### YOUR ASSIGNMENT
Your task is to retype all of the records below with complete accuracy.

═══ DATA PROVIDED

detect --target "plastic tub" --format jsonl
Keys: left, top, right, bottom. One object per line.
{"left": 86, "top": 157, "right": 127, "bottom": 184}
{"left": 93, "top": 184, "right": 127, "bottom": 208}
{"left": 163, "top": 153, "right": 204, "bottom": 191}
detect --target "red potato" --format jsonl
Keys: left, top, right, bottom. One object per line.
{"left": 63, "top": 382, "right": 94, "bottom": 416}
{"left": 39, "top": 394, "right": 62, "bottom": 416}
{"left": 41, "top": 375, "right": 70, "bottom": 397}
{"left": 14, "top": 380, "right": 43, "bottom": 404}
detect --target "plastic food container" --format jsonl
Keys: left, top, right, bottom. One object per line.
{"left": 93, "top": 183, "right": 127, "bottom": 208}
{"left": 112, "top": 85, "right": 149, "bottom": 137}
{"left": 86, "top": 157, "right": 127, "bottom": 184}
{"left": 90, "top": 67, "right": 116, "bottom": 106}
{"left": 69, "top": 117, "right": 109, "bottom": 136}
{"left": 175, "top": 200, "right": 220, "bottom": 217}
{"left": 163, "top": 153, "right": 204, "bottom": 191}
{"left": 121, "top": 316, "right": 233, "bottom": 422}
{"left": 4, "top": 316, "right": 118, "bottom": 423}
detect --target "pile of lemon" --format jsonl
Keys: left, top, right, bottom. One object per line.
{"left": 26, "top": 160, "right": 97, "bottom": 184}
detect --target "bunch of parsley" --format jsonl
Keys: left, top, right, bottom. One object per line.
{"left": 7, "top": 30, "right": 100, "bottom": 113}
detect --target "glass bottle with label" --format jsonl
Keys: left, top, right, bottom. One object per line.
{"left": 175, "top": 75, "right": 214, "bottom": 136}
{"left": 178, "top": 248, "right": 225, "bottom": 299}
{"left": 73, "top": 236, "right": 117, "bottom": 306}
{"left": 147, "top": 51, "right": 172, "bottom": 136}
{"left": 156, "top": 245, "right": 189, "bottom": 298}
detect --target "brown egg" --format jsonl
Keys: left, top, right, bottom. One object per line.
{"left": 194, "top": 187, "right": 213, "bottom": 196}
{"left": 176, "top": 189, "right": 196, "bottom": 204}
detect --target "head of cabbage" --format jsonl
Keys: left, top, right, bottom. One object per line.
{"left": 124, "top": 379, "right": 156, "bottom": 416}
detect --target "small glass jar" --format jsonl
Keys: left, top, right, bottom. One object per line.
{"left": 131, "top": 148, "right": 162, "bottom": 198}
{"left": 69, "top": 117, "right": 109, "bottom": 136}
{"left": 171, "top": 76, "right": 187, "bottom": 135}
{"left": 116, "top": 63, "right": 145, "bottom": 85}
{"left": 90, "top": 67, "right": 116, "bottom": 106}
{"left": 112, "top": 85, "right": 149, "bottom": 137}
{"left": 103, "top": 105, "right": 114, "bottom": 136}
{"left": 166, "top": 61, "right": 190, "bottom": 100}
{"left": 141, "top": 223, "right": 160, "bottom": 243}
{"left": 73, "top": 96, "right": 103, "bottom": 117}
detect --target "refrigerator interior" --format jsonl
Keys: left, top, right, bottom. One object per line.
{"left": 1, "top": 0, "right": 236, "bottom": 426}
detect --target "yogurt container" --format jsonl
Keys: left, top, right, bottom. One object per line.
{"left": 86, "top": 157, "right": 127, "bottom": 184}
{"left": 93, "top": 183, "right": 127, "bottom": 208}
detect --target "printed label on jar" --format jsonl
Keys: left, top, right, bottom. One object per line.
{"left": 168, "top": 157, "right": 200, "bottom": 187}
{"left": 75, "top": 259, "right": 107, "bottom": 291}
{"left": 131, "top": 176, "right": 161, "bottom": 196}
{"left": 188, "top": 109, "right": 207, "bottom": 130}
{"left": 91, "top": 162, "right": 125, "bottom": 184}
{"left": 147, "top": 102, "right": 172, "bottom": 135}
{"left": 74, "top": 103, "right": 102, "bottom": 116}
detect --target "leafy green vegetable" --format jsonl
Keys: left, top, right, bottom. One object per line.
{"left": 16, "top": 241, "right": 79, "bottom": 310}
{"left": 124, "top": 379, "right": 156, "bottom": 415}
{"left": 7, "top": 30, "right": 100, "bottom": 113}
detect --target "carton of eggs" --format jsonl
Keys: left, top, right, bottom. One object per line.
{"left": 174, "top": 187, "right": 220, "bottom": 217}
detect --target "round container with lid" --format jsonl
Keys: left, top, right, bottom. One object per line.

══════

### TASK RESULT
detect --target "plastic tub" --format jsonl
Keys: left, top, right, bottom. One object per line.
{"left": 86, "top": 157, "right": 127, "bottom": 184}
{"left": 93, "top": 184, "right": 127, "bottom": 208}
{"left": 163, "top": 153, "right": 204, "bottom": 191}
detect --target "red potato" --format jsonl
Keys: left, top, right, bottom. One object per line.
{"left": 63, "top": 382, "right": 94, "bottom": 416}
{"left": 39, "top": 394, "right": 62, "bottom": 416}
{"left": 41, "top": 375, "right": 70, "bottom": 397}
{"left": 14, "top": 380, "right": 43, "bottom": 404}
detect --target "plastic food container" --format jsonl
Keys: left, top, right, bottom. One object per line.
{"left": 93, "top": 183, "right": 127, "bottom": 208}
{"left": 112, "top": 85, "right": 149, "bottom": 137}
{"left": 86, "top": 157, "right": 127, "bottom": 184}
{"left": 90, "top": 67, "right": 116, "bottom": 106}
{"left": 69, "top": 117, "right": 109, "bottom": 136}
{"left": 175, "top": 200, "right": 220, "bottom": 217}
{"left": 163, "top": 153, "right": 204, "bottom": 191}
{"left": 121, "top": 316, "right": 233, "bottom": 422}
{"left": 4, "top": 316, "right": 118, "bottom": 423}
detect --target "pile of lemon" --format jsonl
Keys: left, top, right, bottom. One object per line.
{"left": 26, "top": 160, "right": 97, "bottom": 184}
detect --target "bunch of parsley" --format jsonl
Keys: left, top, right, bottom. One object per line.
{"left": 7, "top": 30, "right": 100, "bottom": 113}
detect --target "glass bottle with label" --format jsonl
Keys: left, top, right, bottom. One object per line.
{"left": 175, "top": 75, "right": 214, "bottom": 136}
{"left": 178, "top": 248, "right": 225, "bottom": 299}
{"left": 73, "top": 236, "right": 117, "bottom": 306}
{"left": 147, "top": 51, "right": 172, "bottom": 136}
{"left": 156, "top": 245, "right": 189, "bottom": 298}
detect --target "brown egg" --format jsonl
Keys: left, top, right, bottom. One object per line.
{"left": 194, "top": 187, "right": 213, "bottom": 196}
{"left": 176, "top": 189, "right": 196, "bottom": 204}
detect --target "head of cabbage" --format jsonl
Keys: left, top, right, bottom. One object per line.
{"left": 124, "top": 379, "right": 156, "bottom": 416}
detect --target "small glass jar" --format jsonl
Keys: left, top, right, bottom. One object per line.
{"left": 131, "top": 148, "right": 162, "bottom": 198}
{"left": 69, "top": 117, "right": 109, "bottom": 136}
{"left": 171, "top": 76, "right": 187, "bottom": 135}
{"left": 116, "top": 63, "right": 145, "bottom": 85}
{"left": 90, "top": 67, "right": 116, "bottom": 106}
{"left": 112, "top": 85, "right": 149, "bottom": 137}
{"left": 103, "top": 105, "right": 114, "bottom": 136}
{"left": 166, "top": 61, "right": 190, "bottom": 100}
{"left": 141, "top": 223, "right": 160, "bottom": 243}
{"left": 73, "top": 96, "right": 103, "bottom": 117}
detect --target "refrigerator interior" --format jsonl
Keys: left, top, right, bottom. One object per line.
{"left": 1, "top": 0, "right": 236, "bottom": 426}
detect --target "yogurt container" --format jsonl
Keys: left, top, right, bottom. One object per line.
{"left": 86, "top": 157, "right": 127, "bottom": 184}
{"left": 93, "top": 183, "right": 127, "bottom": 208}
detect --target "printed label on jar" --format jsonl
Keys: left, top, right, bottom. One object per line.
{"left": 168, "top": 157, "right": 200, "bottom": 187}
{"left": 75, "top": 259, "right": 107, "bottom": 291}
{"left": 131, "top": 176, "right": 161, "bottom": 196}
{"left": 188, "top": 109, "right": 207, "bottom": 130}
{"left": 91, "top": 162, "right": 125, "bottom": 184}
{"left": 147, "top": 102, "right": 172, "bottom": 135}
{"left": 74, "top": 103, "right": 102, "bottom": 116}
detect --target "leafy green vegetable" --format jsonl
Keys: left, top, right, bottom. One object per line.
{"left": 16, "top": 241, "right": 79, "bottom": 310}
{"left": 124, "top": 379, "right": 156, "bottom": 415}
{"left": 7, "top": 30, "right": 100, "bottom": 113}
detect --target "carton of eggs" --format jsonl
Keys: left, top, right, bottom. One object per line.
{"left": 174, "top": 187, "right": 220, "bottom": 217}
detect --target "round container with lid" --format jsonl
Keys: left, top, right, bottom. One object per line.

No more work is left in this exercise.